— begin Reading text —

Mr. Big Confessions: Distinguishing Hart from Johnston

Among the more controversial areas of Canadian evidence law are confessions obtained through “Mr. Big” operations. This unique investigative tactic involves the creation of an elaborate but fictitious criminal organization that recruits the suspect of a cold case to join its ranks. Over the course of several “scenarios,” the participating undercover police officers engage the individual in their dealings, offering monetary and (sometimes significant) social incentives to the person, and exposing him or her to (usually quite violent) criminal activity. After building a sufficient bond, the target is ultimately given an “interview” with Mr. Big – the head of the organization—where a confession to the crime is sought.

Although their use is relatively widespread across Canada – and arguably constitute an effective investigative practice – they are equally troubling from a legal perspective. As Professor Lisa Dufraimont points out, there was a surprising dearth of jurisprudence on the regulation of Mr. Big confessions, given the “legal vacuum” in which these staged criminal organizations operated (“The Patchwork Principle against Self-Incrimination under the Charter” (2012), 57 SCLR (2d) 241, 258-260). The much-needed clarity in this controversial area of law arrived from the Supreme Court of Canada (“SCC”) in 2014, via R v Hart, [2014] 2 SCR 544 [Hart]. This decision, and its application by the British Columbia Court of Appeal (“BCCA”) in R v Johnston, 2016 BCCA 3 [Johnston], will be the focal point of this analysis.

R v Hart and the Presumptive Inadmissibility of Mr. Big Confessions

After having been suspected of the death of his two daughters, Mr. Hart was living in social isolation and extreme poverty. Things changed when he was recruited to a fictitious criminal organization, where he was handsomely compensated for various tasks. Ultimately, placed under significant pressure from Mr. Big, Mr. Hart confessed to having killed his daughters, and later re-enacted their murder in front of an undercover police officer. When prosecuted, he challenged the admissibility of his confession, and the appeal found its way up to the SCC.

This appeal was significant from the perspective of evidence law. As put by Timothy Moore et al, “the invasiveness of the technique, its inherent coercive nature and the strong inducements held out to elicit confessions, … [create] a real concern that the technique may cause innocent people to falsely confess, giving rise to the risk of wrongful convictions” (“Deceit, Betrayal and the Search for Truth: Legal and Psychological Perspectives on the ‘Mr. Big’ Strategy” (2009) 55 Crim L Q 348, 350).

— end Reading text —
— begin Records for processing —

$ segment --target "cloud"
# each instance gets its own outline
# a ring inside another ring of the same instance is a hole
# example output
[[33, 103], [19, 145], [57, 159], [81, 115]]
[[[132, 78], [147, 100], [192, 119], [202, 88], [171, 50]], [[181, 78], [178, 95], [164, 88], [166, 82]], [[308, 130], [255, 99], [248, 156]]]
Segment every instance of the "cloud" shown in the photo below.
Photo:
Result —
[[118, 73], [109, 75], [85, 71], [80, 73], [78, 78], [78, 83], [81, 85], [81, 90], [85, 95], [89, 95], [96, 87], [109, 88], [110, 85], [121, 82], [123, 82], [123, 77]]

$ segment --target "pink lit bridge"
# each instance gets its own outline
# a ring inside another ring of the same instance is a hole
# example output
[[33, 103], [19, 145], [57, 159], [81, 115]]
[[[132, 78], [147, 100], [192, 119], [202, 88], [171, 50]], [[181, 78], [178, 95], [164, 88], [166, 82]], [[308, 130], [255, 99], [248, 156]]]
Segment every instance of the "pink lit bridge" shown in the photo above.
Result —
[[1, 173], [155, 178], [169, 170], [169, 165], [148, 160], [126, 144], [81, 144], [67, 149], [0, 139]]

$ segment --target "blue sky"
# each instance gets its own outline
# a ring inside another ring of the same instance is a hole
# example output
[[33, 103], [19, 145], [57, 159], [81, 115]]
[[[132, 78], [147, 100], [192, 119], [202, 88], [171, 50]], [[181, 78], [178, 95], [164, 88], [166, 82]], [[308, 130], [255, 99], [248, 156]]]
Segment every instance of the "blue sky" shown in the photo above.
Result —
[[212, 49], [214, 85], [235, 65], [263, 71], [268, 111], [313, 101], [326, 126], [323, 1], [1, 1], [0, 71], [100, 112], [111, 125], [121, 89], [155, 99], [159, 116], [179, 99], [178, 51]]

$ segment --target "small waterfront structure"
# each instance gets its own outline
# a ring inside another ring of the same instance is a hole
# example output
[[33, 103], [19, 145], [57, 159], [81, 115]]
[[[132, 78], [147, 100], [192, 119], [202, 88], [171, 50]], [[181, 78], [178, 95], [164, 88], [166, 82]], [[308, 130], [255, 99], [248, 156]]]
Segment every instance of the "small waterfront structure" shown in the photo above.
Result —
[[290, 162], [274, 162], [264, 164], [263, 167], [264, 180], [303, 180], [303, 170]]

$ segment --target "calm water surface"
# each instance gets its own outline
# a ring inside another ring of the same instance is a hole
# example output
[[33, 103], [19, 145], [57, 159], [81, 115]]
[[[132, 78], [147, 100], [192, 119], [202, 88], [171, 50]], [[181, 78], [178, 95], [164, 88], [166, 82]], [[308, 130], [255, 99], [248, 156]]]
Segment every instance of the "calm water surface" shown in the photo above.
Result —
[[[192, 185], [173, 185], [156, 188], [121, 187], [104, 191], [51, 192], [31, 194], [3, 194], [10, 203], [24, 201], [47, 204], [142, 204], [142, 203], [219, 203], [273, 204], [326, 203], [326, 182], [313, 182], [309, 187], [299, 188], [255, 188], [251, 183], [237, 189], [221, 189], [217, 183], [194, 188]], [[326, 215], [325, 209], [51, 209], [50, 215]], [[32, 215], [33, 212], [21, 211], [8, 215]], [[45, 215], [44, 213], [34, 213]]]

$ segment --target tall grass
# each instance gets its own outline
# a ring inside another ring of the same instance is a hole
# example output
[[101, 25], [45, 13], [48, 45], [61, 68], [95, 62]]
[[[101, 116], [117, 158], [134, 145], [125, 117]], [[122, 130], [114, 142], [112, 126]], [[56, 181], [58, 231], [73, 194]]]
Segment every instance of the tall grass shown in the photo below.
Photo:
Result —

— end Records for processing —

Your tasks →
1. In the article on Mr. Big confessions, which court applied R v Hart in R v Johnston?
2. Copy the records from their first line up to and including the line containing "82], [123, 77]]".

Final results →
1. The British Columbia Court of Appeal.

2.
$ segment --target "cloud"
# each instance gets its own outline
# a ring inside another ring of the same instance is a hole
# example output
[[33, 103], [19, 145], [57, 159], [81, 115]]
[[[132, 78], [147, 100], [192, 119], [202, 88], [171, 50]], [[181, 78], [178, 95], [164, 88], [166, 82]], [[308, 130], [255, 99], [248, 156]]]
Segment every instance of the "cloud" shown in the photo below.
Photo:
Result —
[[118, 73], [109, 75], [85, 71], [80, 73], [78, 78], [78, 83], [81, 85], [81, 90], [85, 95], [89, 95], [96, 87], [109, 88], [110, 85], [121, 82], [123, 82], [123, 77]]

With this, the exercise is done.